▸ What to do: Output all of the entries exactly as written.

▸ Data for the task:

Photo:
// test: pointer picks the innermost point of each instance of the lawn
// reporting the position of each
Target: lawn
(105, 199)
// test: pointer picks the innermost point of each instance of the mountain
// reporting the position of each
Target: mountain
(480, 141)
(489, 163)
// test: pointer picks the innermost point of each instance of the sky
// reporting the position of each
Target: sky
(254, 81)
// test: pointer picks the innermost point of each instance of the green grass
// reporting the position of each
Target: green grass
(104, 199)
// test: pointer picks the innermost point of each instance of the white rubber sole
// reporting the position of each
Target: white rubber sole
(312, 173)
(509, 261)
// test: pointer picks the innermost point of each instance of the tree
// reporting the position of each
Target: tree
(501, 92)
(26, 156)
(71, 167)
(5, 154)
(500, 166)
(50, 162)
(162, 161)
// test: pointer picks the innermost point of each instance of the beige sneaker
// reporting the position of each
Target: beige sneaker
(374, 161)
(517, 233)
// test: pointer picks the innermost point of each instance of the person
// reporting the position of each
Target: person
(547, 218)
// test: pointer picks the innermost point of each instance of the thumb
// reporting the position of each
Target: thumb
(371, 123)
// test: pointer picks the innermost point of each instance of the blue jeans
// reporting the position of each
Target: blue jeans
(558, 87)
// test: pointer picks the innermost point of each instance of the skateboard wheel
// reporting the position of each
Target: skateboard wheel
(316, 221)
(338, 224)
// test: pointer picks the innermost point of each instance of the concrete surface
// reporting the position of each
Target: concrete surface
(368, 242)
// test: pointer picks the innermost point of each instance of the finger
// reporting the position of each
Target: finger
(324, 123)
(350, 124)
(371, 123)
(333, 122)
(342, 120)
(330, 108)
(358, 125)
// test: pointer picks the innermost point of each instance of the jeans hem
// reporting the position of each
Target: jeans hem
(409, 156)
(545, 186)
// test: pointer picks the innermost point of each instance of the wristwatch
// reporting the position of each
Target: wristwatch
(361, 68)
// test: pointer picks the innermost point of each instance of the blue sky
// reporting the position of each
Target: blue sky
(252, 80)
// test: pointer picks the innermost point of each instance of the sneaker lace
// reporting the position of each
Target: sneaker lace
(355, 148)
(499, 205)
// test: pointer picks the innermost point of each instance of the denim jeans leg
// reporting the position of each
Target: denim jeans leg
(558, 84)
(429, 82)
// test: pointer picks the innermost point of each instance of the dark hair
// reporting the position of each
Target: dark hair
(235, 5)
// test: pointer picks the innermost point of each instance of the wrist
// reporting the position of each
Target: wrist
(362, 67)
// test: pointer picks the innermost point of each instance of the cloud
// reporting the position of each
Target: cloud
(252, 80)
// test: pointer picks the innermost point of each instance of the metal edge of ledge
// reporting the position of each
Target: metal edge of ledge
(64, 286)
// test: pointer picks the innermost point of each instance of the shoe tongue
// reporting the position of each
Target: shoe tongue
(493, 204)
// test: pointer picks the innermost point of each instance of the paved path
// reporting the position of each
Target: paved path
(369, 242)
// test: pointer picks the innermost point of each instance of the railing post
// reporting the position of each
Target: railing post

▸ Exercise result:
Photo:
// test: pointer picks the innermost point of each instance of the lawn
// reporting the position of each
Target: lawn
(105, 199)
// test: pointer picks the innermost point of each instance of the mountain
// reporting the position of each
Target: mountain
(480, 141)
(489, 163)
// test: pointer picks the innermost point of each instance of the sky
// reporting the position of each
Target: sky
(254, 81)
// test: pointer picks the innermost point of each instance of the green grass
// reporting the position of each
Target: green grass
(104, 199)
// test: pointer picks the innermost point of each instance of the white rubber sole
// reporting the position of each
Target: white rubber sole
(312, 173)
(509, 261)
// test: pointer picks the innermost point of each instance of the tree
// reporting the position of each
Target: tree
(501, 92)
(26, 156)
(71, 167)
(5, 154)
(500, 166)
(50, 162)
(162, 161)
// test: pointer picks the innermost point of each instance of the beige sneaker
// reporting the position of each
Target: beige sneaker
(374, 161)
(517, 233)
// test: pointer picks the innermost point of each instance of the person
// reporting the position of each
Target: person
(547, 218)
// test: pointer picks the innermost point of each instance of the thumb
// reporting the position of each
Target: thumb
(371, 123)
// test: pointer picks the innermost point of each instance of the blue jeans
// reporting the position of each
Target: blue jeans
(558, 87)
// test: pointer picks the innermost point of each instance of the skateboard wheel
// reporting the position of each
Target: skateboard wheel
(316, 221)
(338, 224)
// test: pointer picks the innermost point of each instance of the concrete surface
// reporting the position of each
Target: concrete surface
(368, 242)
// test: pointer picks the innermost point of each instance of the finger
// reporting the position of each
Target: finger
(324, 123)
(350, 124)
(371, 123)
(333, 122)
(342, 120)
(330, 108)
(358, 125)
// test: pointer picks the innermost point of each instance of the jeans hem
// reporting the position of each
Target: jeans hem
(409, 156)
(545, 186)
// test: pointer picks the innermost point of each instance of the wristwatch
// reporting the position of each
Target: wristwatch
(361, 68)
// test: pointer picks the innermost point of each instance of the blue sky
// reporting the position of each
Target: blue sky
(252, 80)
// test: pointer picks the innermost point of each instance of the sneaker lace
// reporting the position of each
Target: sneaker lace
(355, 148)
(499, 205)
// test: pointer picks the innermost point of each instance of the denim jeans leg
// reporting the position of each
Target: denim jeans leg
(558, 84)
(429, 82)
// test: pointer picks the innermost point of each instance of the dark hair
// reporting the position of each
Target: dark hair
(235, 5)
// test: pointer picks the innermost point of each instance of the wrist
// reporting the position of each
Target: wrist
(362, 67)
// test: pointer picks the innermost point of each instance of the cloud
// reporting the position of each
Target: cloud
(252, 80)
// test: pointer picks the innermost point of each instance of the metal edge of ledge
// reporting the position of each
Target: metal edge of ledge
(64, 286)
// test: pointer picks the innermost point of each instance of the shoe tongue
// reporting the position of each
Target: shoe tongue
(493, 204)
// test: pointer picks the innermost point of each instance of the paved path
// reporting the position of each
Target: paved path
(369, 242)
// test: pointer picks the innermost point of each instance of the railing post
// reporting the position of each
Target: railing post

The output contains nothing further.